• Objective: Count the lines in the listing below that contain the string "focus", and reply with that number alone.

• Stored records:
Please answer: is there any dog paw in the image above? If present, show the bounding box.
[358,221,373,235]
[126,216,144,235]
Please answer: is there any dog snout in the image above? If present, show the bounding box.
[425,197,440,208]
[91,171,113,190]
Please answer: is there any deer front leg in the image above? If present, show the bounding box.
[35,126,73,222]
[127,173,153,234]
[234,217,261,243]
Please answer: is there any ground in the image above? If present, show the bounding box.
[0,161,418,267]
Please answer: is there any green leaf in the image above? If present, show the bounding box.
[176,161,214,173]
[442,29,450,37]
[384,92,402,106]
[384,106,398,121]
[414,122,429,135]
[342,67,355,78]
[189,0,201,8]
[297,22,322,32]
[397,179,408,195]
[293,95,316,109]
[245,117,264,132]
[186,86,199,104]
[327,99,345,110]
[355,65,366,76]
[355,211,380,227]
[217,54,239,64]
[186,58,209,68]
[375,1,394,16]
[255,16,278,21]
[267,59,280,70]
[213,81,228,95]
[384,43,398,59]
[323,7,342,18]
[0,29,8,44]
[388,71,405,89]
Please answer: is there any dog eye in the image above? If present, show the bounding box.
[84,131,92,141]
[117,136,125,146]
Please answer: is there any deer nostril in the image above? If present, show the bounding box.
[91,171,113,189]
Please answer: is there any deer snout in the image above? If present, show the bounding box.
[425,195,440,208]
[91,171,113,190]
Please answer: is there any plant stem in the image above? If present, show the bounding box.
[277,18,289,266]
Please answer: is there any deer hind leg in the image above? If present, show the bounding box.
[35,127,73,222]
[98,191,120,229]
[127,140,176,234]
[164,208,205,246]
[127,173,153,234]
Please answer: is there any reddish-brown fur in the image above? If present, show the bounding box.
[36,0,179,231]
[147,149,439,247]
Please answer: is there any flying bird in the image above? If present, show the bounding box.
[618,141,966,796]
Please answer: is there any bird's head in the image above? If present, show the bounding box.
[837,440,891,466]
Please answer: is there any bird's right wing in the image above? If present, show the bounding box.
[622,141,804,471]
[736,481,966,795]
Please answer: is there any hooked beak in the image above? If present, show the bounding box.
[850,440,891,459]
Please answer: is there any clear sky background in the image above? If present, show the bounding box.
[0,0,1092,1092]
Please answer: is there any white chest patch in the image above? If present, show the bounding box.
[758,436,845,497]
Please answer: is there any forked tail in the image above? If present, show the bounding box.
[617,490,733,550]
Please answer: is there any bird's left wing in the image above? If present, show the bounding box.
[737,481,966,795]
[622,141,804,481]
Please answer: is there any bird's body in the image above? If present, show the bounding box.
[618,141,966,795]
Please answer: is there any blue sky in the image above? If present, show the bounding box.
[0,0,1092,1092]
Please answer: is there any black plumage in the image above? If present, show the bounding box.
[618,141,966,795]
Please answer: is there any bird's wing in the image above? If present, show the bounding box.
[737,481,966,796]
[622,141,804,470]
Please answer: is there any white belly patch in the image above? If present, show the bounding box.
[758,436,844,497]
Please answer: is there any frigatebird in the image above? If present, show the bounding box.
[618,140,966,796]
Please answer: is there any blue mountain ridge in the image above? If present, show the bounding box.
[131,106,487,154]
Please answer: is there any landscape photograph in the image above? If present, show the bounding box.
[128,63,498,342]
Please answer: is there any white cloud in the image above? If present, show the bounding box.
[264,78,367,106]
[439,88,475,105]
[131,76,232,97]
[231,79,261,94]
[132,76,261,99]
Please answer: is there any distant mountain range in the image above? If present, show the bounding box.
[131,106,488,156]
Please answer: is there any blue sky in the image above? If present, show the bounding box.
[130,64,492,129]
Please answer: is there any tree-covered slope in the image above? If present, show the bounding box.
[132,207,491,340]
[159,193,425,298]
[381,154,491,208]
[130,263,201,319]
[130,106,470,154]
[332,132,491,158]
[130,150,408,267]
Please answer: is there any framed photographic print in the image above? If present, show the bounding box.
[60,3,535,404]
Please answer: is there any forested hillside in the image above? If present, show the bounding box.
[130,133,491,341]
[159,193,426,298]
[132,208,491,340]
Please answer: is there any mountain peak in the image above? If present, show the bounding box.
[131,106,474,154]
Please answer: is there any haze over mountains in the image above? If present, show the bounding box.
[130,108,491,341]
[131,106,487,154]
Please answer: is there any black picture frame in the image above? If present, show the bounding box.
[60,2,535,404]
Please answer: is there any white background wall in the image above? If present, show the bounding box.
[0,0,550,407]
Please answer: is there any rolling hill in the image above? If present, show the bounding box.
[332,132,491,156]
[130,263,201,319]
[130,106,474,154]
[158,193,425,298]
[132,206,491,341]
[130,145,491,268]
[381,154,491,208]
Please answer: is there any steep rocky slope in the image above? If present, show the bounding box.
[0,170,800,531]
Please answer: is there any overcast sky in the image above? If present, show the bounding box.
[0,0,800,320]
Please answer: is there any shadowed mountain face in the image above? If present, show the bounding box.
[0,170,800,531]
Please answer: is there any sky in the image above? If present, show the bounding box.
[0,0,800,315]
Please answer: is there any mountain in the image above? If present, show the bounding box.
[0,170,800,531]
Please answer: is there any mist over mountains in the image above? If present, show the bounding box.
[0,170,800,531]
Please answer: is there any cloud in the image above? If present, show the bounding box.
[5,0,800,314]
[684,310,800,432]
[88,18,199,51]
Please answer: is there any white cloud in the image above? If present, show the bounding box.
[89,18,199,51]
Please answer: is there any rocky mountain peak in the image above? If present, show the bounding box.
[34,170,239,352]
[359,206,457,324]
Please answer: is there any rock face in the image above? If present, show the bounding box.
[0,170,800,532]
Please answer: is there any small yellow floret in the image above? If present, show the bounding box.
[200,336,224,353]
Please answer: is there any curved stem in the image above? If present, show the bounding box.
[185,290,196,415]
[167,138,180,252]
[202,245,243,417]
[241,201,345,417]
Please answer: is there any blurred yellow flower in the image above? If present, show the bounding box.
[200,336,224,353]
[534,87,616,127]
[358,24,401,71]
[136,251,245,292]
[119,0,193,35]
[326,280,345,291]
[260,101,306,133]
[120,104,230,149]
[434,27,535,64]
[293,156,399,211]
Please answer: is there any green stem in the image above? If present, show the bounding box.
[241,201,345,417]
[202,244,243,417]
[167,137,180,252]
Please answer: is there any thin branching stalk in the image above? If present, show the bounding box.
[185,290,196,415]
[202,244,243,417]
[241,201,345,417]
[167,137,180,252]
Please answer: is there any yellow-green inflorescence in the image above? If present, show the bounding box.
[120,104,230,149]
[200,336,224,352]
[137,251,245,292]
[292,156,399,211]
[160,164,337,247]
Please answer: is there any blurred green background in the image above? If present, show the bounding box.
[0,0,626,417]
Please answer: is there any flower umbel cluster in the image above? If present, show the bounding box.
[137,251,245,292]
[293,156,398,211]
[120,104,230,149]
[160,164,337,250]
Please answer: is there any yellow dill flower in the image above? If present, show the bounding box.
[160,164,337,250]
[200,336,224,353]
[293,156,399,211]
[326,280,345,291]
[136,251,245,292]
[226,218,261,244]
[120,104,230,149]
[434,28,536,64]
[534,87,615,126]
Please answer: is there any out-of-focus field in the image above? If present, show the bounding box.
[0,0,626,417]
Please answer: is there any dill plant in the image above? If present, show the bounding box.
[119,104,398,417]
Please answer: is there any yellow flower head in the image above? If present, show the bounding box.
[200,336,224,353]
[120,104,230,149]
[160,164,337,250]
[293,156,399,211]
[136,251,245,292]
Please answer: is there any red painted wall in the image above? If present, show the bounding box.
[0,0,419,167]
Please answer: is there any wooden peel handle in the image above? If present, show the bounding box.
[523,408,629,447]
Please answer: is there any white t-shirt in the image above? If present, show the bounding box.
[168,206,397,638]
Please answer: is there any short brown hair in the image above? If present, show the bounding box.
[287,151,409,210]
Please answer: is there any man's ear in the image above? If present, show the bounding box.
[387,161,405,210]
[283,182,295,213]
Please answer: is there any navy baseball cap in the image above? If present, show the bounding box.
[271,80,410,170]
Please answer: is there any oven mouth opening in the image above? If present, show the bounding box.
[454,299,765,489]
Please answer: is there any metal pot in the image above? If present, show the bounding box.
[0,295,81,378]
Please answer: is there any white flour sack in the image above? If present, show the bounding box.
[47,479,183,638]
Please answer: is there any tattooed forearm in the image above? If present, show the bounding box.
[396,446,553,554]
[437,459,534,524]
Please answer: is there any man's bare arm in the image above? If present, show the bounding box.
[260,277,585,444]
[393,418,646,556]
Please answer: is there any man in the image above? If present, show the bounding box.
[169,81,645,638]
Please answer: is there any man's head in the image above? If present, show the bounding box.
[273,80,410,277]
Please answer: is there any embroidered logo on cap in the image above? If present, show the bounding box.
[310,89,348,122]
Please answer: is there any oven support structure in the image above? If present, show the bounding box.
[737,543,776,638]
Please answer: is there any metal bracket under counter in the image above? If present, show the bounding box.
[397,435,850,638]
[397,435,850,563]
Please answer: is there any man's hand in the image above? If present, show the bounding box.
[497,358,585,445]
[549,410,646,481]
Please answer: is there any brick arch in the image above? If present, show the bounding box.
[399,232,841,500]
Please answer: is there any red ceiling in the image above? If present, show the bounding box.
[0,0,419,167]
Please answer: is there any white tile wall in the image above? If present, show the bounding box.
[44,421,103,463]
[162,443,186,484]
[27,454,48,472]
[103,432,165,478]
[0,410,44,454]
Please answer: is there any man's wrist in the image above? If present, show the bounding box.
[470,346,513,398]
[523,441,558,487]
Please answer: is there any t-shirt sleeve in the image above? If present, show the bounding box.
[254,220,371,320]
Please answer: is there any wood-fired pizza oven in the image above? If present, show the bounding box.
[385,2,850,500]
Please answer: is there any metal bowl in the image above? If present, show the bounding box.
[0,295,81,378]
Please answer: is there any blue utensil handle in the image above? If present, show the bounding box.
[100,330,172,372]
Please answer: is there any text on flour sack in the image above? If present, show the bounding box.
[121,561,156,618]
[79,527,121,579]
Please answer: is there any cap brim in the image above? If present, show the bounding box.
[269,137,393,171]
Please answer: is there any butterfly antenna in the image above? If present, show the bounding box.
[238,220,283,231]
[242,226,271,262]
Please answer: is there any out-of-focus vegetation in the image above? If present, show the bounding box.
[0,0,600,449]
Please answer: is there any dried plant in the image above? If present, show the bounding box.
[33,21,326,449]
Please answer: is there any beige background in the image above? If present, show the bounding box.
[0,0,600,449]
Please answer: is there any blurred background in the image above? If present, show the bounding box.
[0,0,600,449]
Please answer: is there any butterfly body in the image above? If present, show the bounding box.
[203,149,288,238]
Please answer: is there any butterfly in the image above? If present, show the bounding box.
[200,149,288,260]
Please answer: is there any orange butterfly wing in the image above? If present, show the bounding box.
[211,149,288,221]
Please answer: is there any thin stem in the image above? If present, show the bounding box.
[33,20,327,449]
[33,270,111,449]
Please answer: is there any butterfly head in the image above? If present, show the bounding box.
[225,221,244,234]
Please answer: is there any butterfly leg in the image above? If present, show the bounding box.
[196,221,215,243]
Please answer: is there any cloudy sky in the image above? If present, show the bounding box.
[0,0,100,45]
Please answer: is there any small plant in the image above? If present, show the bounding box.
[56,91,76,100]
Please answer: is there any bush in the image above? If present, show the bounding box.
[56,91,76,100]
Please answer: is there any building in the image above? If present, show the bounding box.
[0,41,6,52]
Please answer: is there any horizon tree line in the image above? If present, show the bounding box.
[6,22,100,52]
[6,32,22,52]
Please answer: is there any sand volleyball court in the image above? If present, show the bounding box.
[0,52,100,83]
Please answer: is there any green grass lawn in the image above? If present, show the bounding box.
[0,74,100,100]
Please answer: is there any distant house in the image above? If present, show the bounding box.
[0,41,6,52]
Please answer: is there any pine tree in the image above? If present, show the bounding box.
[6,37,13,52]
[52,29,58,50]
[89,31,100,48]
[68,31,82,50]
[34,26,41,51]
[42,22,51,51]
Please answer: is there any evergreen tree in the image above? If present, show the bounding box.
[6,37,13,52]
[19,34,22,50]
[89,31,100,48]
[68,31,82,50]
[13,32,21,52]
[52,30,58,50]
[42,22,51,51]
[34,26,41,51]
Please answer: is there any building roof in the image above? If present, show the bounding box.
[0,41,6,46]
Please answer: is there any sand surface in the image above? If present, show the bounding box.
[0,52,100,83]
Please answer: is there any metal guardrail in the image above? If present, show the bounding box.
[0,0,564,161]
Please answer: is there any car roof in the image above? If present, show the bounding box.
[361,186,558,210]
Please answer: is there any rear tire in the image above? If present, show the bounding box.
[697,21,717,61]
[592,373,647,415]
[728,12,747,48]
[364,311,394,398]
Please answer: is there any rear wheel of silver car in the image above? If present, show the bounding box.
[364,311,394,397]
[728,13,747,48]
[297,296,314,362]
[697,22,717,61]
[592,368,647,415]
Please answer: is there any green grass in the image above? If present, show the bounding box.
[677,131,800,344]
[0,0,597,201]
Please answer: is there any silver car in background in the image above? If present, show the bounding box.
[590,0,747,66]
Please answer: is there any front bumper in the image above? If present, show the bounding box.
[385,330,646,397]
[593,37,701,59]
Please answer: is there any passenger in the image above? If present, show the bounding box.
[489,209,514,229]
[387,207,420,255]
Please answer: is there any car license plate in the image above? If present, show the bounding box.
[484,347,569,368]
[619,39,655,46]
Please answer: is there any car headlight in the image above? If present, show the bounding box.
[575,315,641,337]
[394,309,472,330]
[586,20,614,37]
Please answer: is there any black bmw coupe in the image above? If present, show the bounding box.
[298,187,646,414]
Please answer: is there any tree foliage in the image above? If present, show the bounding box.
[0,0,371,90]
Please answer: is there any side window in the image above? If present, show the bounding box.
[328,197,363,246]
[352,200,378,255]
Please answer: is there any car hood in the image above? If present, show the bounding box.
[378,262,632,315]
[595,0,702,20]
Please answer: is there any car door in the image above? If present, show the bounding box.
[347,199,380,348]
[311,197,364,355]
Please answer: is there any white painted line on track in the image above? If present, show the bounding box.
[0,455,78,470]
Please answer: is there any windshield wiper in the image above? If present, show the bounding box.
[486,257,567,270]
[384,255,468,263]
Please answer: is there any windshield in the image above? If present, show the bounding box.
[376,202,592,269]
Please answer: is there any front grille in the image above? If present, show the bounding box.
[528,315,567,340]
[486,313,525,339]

• Response below: 2